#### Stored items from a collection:
:::

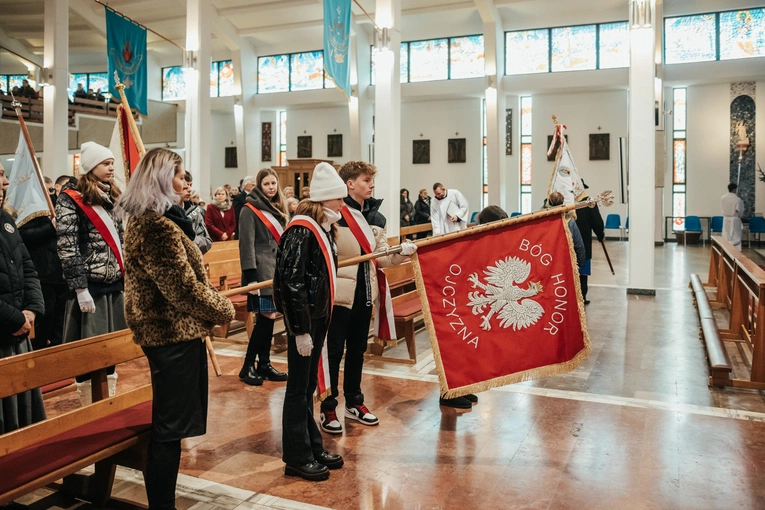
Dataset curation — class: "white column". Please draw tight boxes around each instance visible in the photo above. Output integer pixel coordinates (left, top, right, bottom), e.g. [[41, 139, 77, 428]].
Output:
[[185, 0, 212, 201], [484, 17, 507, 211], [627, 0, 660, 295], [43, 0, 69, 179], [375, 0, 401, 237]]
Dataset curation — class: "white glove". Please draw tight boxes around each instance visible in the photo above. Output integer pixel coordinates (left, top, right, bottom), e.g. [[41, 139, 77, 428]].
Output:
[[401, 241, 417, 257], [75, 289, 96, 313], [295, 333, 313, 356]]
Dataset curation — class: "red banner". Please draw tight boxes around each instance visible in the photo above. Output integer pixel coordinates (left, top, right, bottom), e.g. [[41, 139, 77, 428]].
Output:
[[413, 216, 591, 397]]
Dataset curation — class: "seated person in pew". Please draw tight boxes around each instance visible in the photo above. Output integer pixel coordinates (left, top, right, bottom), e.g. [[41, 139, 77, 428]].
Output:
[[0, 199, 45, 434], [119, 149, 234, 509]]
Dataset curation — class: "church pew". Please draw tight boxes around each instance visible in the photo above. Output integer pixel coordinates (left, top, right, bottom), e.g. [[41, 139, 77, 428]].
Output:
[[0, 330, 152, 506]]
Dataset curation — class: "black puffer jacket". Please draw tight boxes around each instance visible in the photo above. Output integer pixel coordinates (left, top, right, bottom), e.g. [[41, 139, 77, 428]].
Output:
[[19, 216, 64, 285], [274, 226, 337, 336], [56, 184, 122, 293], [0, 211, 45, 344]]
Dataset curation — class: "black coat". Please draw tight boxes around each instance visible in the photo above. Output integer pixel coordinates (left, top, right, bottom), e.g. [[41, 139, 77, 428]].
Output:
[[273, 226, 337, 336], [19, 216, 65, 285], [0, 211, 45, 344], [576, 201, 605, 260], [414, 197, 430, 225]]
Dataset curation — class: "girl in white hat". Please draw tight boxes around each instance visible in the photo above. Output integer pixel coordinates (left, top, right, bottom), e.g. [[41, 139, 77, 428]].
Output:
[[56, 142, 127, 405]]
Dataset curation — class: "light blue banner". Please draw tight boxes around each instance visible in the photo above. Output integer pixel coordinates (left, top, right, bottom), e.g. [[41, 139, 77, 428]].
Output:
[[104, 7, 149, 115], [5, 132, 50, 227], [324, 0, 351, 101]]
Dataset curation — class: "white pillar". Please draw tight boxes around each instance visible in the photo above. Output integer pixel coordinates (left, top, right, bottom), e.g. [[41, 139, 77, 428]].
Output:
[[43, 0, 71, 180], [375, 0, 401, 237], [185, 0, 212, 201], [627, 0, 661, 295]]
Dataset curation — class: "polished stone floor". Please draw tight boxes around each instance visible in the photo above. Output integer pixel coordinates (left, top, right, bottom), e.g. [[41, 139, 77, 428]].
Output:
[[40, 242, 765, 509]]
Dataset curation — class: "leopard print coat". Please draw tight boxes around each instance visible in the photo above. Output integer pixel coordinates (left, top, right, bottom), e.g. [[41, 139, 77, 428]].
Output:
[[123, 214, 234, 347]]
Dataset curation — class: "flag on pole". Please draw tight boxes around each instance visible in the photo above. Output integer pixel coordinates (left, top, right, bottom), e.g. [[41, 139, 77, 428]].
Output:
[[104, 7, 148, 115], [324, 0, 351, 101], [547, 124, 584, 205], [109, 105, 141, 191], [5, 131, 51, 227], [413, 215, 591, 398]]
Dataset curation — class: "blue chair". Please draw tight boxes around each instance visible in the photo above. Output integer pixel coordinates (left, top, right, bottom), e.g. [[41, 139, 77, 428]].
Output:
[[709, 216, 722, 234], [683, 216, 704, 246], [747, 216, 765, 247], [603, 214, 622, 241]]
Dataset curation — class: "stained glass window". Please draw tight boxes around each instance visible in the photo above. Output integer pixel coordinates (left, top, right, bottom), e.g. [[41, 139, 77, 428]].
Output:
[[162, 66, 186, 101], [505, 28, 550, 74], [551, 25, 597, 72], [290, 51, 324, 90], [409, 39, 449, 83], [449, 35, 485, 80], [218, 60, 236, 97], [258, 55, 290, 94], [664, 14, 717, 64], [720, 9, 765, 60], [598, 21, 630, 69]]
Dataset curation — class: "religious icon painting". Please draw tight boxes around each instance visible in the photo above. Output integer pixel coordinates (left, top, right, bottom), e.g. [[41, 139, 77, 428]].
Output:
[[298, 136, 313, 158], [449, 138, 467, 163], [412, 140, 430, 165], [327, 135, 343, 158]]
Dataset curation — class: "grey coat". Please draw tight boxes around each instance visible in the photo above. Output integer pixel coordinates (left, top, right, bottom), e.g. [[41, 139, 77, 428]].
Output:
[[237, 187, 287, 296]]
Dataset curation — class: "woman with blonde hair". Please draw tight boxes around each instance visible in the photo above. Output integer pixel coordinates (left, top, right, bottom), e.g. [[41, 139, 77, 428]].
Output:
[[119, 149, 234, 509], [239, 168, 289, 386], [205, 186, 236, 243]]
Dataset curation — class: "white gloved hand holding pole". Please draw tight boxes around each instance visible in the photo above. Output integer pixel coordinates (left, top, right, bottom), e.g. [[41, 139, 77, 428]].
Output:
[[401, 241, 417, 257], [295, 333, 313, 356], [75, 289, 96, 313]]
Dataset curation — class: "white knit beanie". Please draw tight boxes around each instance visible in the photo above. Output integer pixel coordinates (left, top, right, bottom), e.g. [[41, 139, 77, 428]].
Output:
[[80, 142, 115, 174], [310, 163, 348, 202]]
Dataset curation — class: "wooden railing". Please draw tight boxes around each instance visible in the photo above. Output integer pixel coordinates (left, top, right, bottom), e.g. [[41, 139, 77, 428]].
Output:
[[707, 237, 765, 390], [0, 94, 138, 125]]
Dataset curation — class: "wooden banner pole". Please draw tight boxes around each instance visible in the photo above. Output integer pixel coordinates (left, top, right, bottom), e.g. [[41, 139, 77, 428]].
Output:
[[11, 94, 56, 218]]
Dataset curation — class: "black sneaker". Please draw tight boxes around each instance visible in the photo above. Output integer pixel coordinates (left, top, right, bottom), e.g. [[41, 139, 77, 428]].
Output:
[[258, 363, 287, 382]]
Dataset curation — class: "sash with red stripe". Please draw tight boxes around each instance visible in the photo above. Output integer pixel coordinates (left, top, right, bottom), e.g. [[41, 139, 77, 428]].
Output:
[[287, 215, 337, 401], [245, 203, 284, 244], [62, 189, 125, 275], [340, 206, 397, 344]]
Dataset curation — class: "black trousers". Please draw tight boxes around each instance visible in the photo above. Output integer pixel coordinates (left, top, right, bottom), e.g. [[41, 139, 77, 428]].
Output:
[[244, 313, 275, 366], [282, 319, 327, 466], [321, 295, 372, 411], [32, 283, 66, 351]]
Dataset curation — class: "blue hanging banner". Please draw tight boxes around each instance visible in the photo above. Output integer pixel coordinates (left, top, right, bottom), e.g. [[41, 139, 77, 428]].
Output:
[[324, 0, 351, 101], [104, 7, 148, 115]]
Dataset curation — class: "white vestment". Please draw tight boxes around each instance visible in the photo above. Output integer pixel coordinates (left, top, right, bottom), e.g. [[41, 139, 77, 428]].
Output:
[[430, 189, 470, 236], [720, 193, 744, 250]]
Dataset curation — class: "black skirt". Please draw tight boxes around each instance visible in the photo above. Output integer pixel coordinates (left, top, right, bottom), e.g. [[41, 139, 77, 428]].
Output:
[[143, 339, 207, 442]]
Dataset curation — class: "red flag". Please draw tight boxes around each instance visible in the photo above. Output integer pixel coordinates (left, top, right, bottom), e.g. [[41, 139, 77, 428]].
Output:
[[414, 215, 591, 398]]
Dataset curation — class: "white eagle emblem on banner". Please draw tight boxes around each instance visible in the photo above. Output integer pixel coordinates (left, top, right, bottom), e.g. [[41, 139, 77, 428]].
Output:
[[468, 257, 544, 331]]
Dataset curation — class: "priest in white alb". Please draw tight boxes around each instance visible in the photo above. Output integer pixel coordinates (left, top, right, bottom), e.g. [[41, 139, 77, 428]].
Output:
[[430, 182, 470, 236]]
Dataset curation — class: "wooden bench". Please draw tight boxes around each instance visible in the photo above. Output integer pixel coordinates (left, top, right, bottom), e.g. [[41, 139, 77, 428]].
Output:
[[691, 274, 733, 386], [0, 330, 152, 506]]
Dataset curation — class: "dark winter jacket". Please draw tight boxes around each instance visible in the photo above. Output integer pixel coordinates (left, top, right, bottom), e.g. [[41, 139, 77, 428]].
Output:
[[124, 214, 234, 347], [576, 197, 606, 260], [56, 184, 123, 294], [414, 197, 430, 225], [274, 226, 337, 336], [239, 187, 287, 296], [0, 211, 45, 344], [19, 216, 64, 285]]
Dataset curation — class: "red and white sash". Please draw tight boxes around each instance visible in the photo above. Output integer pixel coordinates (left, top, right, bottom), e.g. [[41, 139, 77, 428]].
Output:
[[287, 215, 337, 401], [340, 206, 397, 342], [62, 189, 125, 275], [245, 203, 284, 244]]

:::

Please give the items again, starting at the line containing "eagle emblem on" and ending at the last item, with every line kept and both ends included. Multiply each box coordinate in the answers by 2.25 and round it to a whole number, halves up, but leave all other wording and its sample coordinates unchanged.

#### Solution:
Dataset curation — class: "white eagle emblem on banner". Please draw tight boxes around each instance visible in the photo above. Output integer pixel coordinates (left, top, right, bottom), e.g. [[41, 139, 77, 428]].
Output:
[[1053, 578, 1224, 745]]
Dataset curation — class: "priest in white alb". Please draw tight boxes around each instance visible in the photo above. Output integer pixel coordinates (left, top, right, bottom), e.g. [[41, 139, 77, 428]].
Output:
[[968, 410, 1058, 531]]
Dataset curation — class: "wooden bench". Please draw tight boxes around each instance visible in the photo above. Output integer pixel coordinates (left, top, right, bottom), e.g. [[41, 139, 77, 428]].
Output:
[[1555, 617, 1649, 869], [0, 743, 342, 1139]]
Dataset curation — class: "dark winter jacket". Please draw tight boxes around each instance visible in the photo above. Output integer pixel coordinates (left, top, right, bottom), e.g. [[41, 139, 77, 428]].
Output:
[[279, 482, 527, 781], [1296, 443, 1364, 585], [126, 414, 277, 662], [932, 443, 968, 506], [617, 509, 758, 756], [538, 421, 646, 666], [0, 475, 101, 774], [43, 486, 144, 641]]
Dataset curation — class: "red and white sash". Please draw tight boxes around each instance visible in the photo above. Output integer pixel coordinates (left, top, right, bottom), e.g. [[41, 139, 77, 428]].
Output:
[[646, 484, 758, 902], [765, 464, 893, 770], [140, 425, 281, 619], [551, 457, 639, 549]]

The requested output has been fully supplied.